GOAL:
From the records below, pick out and copy each line that contains the word "purple". Match case exactly.

DATA EXCERPTS:

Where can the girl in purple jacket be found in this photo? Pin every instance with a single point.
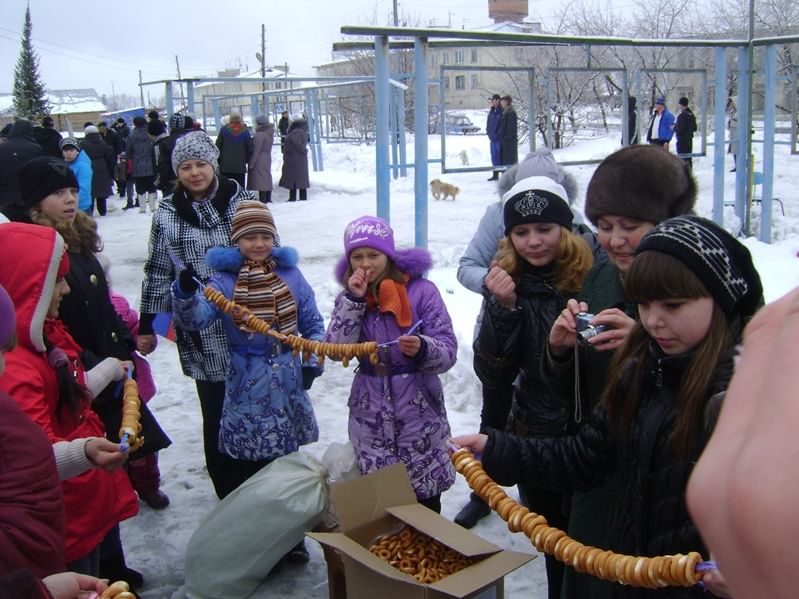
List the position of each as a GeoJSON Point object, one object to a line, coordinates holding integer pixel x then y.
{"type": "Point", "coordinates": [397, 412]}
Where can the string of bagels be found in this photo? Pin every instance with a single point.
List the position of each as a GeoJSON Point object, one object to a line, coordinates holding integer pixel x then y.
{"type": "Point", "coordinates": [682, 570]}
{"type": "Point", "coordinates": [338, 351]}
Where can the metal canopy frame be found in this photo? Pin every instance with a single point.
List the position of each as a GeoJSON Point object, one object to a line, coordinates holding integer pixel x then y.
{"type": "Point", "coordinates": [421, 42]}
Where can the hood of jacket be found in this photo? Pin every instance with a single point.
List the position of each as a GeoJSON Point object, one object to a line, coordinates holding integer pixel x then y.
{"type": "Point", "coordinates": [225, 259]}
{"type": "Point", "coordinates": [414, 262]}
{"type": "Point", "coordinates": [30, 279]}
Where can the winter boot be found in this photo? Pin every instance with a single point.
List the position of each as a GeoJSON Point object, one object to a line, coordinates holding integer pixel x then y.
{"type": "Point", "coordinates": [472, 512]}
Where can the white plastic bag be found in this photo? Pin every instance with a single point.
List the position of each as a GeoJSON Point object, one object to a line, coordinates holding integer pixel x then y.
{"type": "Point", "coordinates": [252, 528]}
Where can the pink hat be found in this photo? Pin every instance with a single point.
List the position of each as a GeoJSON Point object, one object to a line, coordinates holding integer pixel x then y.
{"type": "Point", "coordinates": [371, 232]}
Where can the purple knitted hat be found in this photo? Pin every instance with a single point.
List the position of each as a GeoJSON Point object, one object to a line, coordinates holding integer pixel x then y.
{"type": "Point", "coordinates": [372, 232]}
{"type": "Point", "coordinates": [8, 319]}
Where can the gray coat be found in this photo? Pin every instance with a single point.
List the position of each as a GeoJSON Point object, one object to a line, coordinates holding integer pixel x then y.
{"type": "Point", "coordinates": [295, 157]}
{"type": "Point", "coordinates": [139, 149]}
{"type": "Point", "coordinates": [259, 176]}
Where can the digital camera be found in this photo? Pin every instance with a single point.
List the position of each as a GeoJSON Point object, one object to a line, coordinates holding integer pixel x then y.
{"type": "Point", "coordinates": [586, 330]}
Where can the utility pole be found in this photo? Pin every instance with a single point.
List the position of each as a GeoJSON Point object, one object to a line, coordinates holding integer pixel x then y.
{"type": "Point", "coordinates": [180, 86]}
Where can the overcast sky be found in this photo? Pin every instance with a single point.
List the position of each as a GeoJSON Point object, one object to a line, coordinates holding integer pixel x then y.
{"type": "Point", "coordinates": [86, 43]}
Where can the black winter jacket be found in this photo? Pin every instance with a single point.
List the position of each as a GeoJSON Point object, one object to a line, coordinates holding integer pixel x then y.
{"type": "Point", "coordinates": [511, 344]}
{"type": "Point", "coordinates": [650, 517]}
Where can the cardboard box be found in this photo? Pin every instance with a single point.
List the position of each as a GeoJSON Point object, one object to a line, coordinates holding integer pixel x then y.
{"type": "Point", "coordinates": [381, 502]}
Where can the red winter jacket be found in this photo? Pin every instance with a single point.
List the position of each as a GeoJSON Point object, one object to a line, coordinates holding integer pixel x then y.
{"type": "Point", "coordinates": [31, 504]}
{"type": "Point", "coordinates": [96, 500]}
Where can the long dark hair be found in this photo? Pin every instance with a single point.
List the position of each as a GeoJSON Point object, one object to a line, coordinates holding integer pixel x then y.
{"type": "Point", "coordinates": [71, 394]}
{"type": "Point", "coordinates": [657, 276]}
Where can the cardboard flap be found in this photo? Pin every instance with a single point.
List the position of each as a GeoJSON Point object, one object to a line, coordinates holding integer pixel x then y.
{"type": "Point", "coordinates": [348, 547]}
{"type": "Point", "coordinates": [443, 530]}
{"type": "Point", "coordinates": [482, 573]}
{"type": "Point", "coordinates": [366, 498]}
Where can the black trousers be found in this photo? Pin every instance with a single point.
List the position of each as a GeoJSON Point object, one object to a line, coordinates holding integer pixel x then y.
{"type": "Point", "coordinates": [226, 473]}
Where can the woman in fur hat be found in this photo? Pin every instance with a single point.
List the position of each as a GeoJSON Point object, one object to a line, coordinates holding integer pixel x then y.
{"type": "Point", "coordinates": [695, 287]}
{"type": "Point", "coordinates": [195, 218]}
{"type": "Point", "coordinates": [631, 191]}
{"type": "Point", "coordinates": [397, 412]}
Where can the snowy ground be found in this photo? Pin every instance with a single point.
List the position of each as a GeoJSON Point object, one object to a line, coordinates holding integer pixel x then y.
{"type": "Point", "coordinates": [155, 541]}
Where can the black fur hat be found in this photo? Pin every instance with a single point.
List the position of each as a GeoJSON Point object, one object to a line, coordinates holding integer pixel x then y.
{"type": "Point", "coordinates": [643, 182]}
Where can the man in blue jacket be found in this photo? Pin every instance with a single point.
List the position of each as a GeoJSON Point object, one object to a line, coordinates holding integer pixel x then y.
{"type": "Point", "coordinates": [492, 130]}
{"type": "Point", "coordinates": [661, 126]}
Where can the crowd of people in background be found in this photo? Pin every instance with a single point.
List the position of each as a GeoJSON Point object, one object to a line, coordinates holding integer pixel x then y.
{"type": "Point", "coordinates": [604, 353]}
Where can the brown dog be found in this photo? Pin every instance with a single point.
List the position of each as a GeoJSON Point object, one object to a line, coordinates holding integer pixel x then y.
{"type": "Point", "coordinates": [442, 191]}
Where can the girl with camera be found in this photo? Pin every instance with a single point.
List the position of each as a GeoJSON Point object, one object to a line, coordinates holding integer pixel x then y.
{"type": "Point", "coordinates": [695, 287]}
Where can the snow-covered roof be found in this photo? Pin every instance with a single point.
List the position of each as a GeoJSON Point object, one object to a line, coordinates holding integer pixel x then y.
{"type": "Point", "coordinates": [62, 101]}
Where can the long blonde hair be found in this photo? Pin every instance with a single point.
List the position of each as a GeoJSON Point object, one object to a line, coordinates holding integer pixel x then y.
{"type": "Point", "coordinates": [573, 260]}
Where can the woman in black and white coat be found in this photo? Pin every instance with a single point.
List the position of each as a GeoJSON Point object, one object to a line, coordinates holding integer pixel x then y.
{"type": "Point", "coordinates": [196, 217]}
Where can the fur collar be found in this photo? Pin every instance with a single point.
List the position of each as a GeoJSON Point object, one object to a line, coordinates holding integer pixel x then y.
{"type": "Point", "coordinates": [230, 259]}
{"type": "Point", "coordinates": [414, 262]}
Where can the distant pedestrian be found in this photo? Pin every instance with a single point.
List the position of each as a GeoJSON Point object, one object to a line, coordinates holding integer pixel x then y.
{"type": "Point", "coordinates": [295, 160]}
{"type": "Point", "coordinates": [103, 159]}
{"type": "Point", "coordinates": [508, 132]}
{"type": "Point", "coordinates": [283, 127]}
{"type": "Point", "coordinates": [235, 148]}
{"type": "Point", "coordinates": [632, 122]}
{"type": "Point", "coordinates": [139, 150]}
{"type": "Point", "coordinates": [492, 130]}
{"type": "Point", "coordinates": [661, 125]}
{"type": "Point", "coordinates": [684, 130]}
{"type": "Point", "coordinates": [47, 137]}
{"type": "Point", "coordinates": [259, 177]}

...

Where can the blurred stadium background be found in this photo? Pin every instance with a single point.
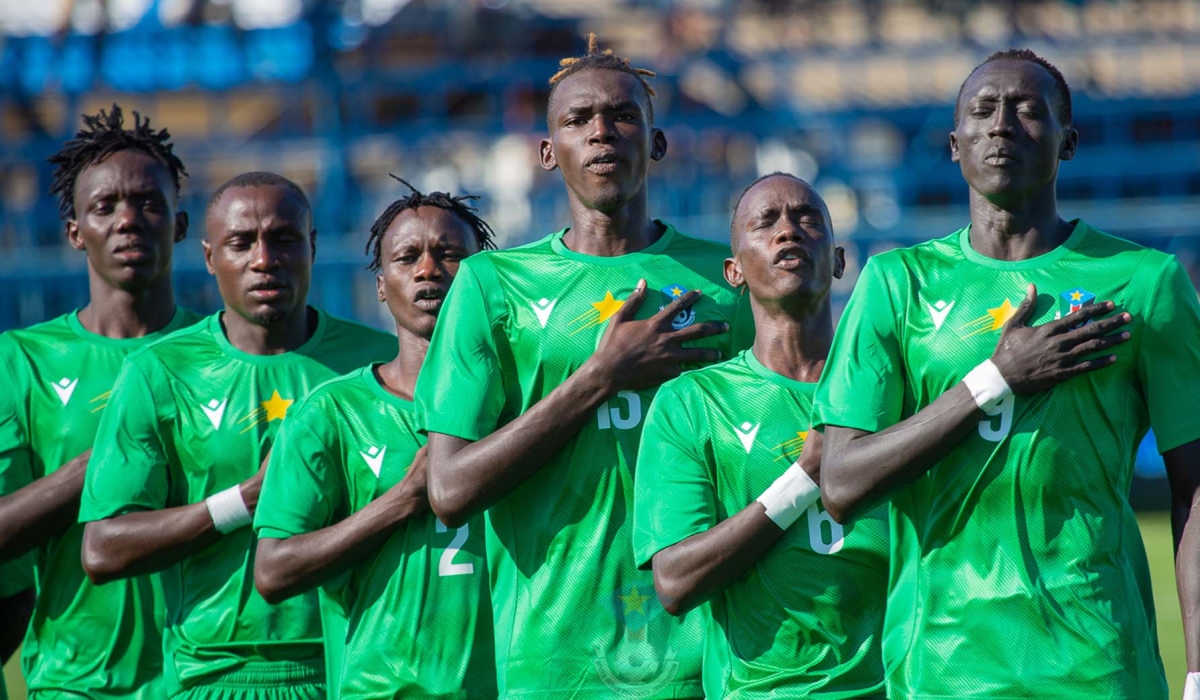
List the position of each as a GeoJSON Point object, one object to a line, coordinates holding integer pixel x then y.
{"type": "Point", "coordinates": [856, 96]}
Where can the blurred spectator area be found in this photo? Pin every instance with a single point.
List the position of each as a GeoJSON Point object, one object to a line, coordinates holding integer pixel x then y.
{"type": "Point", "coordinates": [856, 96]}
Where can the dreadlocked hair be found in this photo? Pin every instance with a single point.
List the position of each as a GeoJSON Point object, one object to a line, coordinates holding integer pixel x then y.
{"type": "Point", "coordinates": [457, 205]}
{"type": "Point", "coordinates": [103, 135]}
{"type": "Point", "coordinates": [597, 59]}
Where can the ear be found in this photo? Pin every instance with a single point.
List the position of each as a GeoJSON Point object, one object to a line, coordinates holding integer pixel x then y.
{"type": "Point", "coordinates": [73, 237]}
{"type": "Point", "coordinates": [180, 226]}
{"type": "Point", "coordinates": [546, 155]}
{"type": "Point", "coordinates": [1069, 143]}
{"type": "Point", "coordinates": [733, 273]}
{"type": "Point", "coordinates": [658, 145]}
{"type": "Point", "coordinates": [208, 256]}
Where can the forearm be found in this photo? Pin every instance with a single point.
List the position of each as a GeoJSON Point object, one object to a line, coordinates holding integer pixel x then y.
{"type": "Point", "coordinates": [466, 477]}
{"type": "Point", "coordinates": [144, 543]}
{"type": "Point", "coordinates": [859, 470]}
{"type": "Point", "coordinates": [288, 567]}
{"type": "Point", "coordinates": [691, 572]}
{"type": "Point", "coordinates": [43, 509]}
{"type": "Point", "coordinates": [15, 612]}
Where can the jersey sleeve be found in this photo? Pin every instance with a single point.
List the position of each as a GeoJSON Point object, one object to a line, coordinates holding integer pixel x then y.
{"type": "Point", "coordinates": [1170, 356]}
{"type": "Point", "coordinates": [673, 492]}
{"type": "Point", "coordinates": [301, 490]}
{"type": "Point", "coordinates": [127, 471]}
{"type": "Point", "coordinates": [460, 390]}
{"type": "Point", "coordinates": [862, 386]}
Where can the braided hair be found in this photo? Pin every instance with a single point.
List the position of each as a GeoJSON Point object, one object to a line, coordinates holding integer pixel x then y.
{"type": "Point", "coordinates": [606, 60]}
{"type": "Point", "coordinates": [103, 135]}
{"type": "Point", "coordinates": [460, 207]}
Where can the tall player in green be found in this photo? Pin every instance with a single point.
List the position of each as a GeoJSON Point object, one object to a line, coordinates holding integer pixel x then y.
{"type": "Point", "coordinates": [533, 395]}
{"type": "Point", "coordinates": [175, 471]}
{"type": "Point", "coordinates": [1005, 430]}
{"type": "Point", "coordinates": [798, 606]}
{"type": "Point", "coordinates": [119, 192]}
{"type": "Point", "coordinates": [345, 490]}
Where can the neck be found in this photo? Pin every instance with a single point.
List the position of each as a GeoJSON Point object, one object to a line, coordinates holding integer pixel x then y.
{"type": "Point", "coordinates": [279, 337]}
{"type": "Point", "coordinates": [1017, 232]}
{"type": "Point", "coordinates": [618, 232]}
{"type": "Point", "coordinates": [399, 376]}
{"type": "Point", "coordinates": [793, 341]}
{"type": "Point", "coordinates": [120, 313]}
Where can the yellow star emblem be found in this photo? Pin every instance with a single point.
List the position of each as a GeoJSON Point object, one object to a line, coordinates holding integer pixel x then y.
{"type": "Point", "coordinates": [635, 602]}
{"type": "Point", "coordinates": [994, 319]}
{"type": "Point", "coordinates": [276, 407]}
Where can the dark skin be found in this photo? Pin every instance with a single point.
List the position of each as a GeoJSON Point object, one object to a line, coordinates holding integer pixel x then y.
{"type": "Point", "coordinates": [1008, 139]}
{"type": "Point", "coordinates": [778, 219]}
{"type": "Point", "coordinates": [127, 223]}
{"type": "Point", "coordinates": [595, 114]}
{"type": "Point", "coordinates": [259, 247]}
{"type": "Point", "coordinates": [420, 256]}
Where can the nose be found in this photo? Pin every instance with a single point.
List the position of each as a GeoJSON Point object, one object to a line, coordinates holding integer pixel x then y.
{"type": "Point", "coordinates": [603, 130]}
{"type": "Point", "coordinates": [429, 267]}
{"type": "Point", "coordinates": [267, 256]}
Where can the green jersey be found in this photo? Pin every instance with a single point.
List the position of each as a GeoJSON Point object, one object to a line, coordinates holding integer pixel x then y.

THE SOLUTION:
Where can the girl in purple jacket be found in this photo? Pin every instance with a single point.
Where can the purple knitted hat be found in this photo? Pin every instance with a single point.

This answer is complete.